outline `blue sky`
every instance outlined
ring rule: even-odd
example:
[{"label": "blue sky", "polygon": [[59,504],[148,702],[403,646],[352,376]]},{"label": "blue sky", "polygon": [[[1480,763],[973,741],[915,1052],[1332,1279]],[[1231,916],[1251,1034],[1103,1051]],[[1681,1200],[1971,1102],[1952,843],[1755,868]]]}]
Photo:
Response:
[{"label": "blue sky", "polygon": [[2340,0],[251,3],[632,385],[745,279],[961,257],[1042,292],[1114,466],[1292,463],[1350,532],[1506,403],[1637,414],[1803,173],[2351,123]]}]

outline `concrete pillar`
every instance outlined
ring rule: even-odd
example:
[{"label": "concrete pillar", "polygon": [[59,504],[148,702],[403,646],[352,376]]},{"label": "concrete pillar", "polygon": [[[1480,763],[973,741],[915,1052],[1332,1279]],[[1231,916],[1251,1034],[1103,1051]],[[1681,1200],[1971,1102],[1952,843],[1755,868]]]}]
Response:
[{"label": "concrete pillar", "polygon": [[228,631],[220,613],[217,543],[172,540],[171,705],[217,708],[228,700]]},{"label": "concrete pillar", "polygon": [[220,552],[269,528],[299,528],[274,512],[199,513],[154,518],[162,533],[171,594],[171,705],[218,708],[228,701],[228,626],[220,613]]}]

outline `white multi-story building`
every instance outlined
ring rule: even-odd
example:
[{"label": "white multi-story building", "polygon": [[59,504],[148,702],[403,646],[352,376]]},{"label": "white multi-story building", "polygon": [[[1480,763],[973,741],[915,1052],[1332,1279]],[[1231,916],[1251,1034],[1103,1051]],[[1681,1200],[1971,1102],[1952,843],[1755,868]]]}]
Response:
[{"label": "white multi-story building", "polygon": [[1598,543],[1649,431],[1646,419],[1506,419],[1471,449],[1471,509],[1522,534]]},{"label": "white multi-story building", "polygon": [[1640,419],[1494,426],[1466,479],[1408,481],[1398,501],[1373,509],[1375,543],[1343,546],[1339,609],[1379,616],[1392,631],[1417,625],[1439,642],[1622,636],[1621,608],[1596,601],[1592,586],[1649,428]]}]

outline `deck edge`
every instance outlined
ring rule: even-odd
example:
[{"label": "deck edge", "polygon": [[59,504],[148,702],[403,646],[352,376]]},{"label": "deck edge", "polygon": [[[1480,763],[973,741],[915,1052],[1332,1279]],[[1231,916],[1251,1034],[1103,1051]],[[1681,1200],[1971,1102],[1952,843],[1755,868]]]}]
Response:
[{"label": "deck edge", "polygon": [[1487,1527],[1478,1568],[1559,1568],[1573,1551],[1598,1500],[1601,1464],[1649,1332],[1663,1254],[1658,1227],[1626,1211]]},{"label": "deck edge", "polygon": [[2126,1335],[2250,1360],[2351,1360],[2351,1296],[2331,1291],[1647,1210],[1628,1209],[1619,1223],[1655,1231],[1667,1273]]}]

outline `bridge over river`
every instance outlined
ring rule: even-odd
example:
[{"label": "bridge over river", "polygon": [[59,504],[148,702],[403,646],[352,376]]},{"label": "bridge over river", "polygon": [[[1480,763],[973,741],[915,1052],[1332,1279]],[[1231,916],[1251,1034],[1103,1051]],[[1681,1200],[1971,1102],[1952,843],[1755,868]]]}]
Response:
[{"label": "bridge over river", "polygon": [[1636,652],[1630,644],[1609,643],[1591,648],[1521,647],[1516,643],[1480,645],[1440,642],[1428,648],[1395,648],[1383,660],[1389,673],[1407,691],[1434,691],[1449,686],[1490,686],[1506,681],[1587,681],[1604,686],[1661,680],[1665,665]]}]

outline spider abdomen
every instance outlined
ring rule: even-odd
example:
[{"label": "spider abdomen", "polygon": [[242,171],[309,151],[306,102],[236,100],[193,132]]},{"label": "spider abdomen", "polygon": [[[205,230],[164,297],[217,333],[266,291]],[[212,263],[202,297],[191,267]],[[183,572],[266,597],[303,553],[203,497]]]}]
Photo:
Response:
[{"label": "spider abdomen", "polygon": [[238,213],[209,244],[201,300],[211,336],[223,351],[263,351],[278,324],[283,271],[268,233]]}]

══════════

_Work task_. Your task is to output all of the data above word for word.

_Task result_.
outline `blue sky`
every instance outlined
ring rule: even-odd
example:
[{"label": "blue sky", "polygon": [[59,504],[148,702],[403,646],[352,376]]},{"label": "blue sky", "polygon": [[[1480,763],[973,741],[915,1052],[1332,1279]],[[1231,916],[1251,1034],[1103,1051]],[[1681,1200],[1971,1102],[1952,843],[1755,868]]]}]
Photo:
Response:
[{"label": "blue sky", "polygon": [[2340,0],[251,3],[632,385],[745,279],[961,257],[1042,292],[1114,466],[1292,463],[1350,532],[1506,403],[1637,414],[1803,173],[2351,123]]}]

outline `concrete pillar`
every instance outlined
ring rule: even-odd
example:
[{"label": "concrete pillar", "polygon": [[59,504],[148,702],[403,646],[352,376]]},{"label": "concrete pillar", "polygon": [[[1480,763],[973,741],[915,1052],[1332,1279]],[[1231,916],[1251,1034],[1103,1051]],[[1681,1200],[1971,1102],[1952,843],[1755,868]]]}]
Response:
[{"label": "concrete pillar", "polygon": [[228,631],[220,613],[217,543],[172,540],[171,705],[217,708],[228,700]]},{"label": "concrete pillar", "polygon": [[220,552],[269,528],[299,528],[274,512],[199,513],[154,518],[162,533],[171,594],[171,705],[218,708],[228,701],[228,626],[220,613]]}]

outline `white multi-story building`
every instance outlined
ring rule: even-odd
example:
[{"label": "white multi-story building", "polygon": [[59,504],[148,702],[403,646],[352,376]]},{"label": "white multi-story building", "polygon": [[[1480,763],[973,741],[915,1052],[1332,1279]],[[1231,916],[1251,1034],[1103,1051]],[[1681,1200],[1971,1102],[1952,843],[1755,868]]]}]
Response:
[{"label": "white multi-story building", "polygon": [[1598,543],[1649,431],[1646,419],[1506,419],[1471,449],[1471,509],[1522,534]]},{"label": "white multi-story building", "polygon": [[1640,419],[1494,426],[1466,479],[1408,481],[1398,501],[1373,509],[1375,543],[1343,546],[1339,609],[1379,616],[1392,631],[1417,625],[1439,642],[1622,636],[1621,608],[1596,601],[1592,586],[1649,428]]}]

outline `deck edge`
every instance outlined
ring rule: even-odd
example:
[{"label": "deck edge", "polygon": [[59,504],[148,702],[403,646],[352,376]]},{"label": "deck edge", "polygon": [[[1480,763],[973,741],[915,1052],[1332,1279]],[[1231,916],[1251,1034],[1103,1051]],[[1681,1200],[1971,1102],[1952,843],[1755,868]]]}]
Response:
[{"label": "deck edge", "polygon": [[1487,1527],[1478,1568],[1559,1568],[1573,1551],[1598,1500],[1601,1464],[1649,1332],[1663,1254],[1658,1227],[1626,1211]]},{"label": "deck edge", "polygon": [[2126,1335],[2250,1360],[2351,1360],[2351,1296],[2331,1291],[1647,1210],[1628,1209],[1619,1223],[1655,1231],[1667,1273]]}]

outline `bridge over river`
every instance outlined
ring rule: even-odd
example:
[{"label": "bridge over river", "polygon": [[59,504],[148,702],[403,646],[352,376]]},{"label": "bridge over river", "polygon": [[[1480,763],[973,741],[915,1052],[1332,1279]],[[1231,916],[1251,1034],[1103,1051]],[[1681,1200],[1971,1102],[1952,843],[1755,868]]]}]
Response:
[{"label": "bridge over river", "polygon": [[1636,652],[1630,644],[1609,643],[1591,648],[1521,647],[1516,643],[1480,645],[1440,642],[1428,648],[1395,648],[1383,660],[1389,673],[1407,691],[1434,691],[1449,686],[1490,686],[1506,681],[1587,681],[1604,686],[1661,680],[1665,665]]}]

outline spider abdomen
every instance outlined
ring rule: even-odd
example:
[{"label": "spider abdomen", "polygon": [[242,171],[309,151],[306,102],[236,100],[193,132]]},{"label": "spider abdomen", "polygon": [[[205,230],[164,297],[217,333],[266,291]],[[212,263],[202,297],[191,267]],[[183,572],[266,597],[303,553],[203,497]]]}]
Photo:
Response:
[{"label": "spider abdomen", "polygon": [[238,213],[209,244],[201,300],[211,336],[223,351],[263,351],[278,324],[283,271],[268,233]]}]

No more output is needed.